◆ EXCERPT PROVIDED
-----
We now apply these principles to Florida’s robbery statute to determine whether it “has as an element the use, attempted use, or threatened use of physical force against the person of another.” 18 U. S. C. §924(e)(2)(B)(i). We conclude that it does.

As explained, Florida law defines robbery as “the taking of money or other property . . . from the person or custody of another, . . . when in the course of the taking there is the use of force, violence, assault, or putting in fear.” Fla. Stat. §812.13(1). The Florida Supreme Court has made clear that this statute requires “resistance by the victim that is overcome by the physical force of the offender.” Robinson v. State, 692 So. 2d 883, 886 (1997). Mere “snatching of property from another” will not suffice. Ibid.
-----
◆ WRITTEN PROBLEM 1
In the excerpt on Florida's robbery statute, what are all the means that can occur during the taking for it to count as robbery under Florida law?
◆ WRITTEN PROBLEM 2
Could you extend the excerpt on Florida's robbery statute, picking up after its final sentence?

◆ DATA
-----
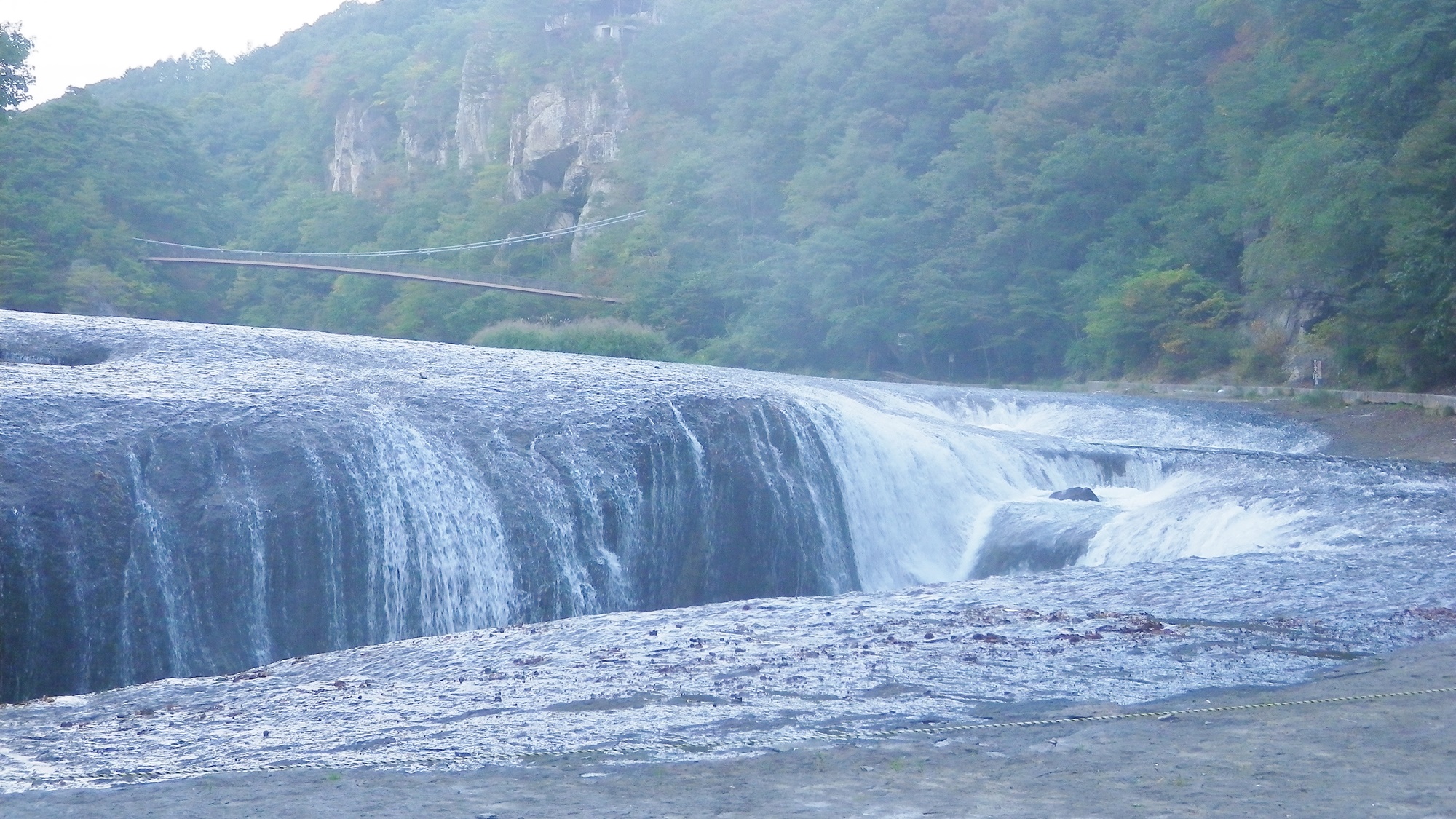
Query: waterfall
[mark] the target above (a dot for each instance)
(183, 500)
-----
◆ ANSWER 1
- Force
- Violence
- Assault
- Putting in fear

◆ ANSWER 2
Several cases cited by the parties illustrate the application of the standard articulated in Robinson. For example, a defendant who grabs the victim’s fingers and peels them back to steal money commits robbery in Florida. Sanders v. State, 769 So. 2d 506, 507–508 (Fla. App. 2000). But a defendant who merely snatches money from the victim’s hand and runs away has not committed robbery. Goldsmith v. State, 573 So. 2d 445 (Fla. App. 1991). Similarly, a defendant who steals a gold chain does not use “ ‘force,’ within the meaning of the robbery statute,” simply because the victim “fe[els] his fingers on the back of her neck.” Walker v. State, 546 So. 2d 1165, 1166–1167 (Fla. App. 1989). It is worth noting that, in 1999, Florida enacted a separate “sudden snatching” statute that proscribes this latter category of conduct; under that statute, it is unnecessary to show either that the defendant “used any amount of force beyond that effort necessary to obtain possession of the money or other property” or that “[t]here was any resistance by the victim to the offender.” Fla. Stat. §812.131 (1999).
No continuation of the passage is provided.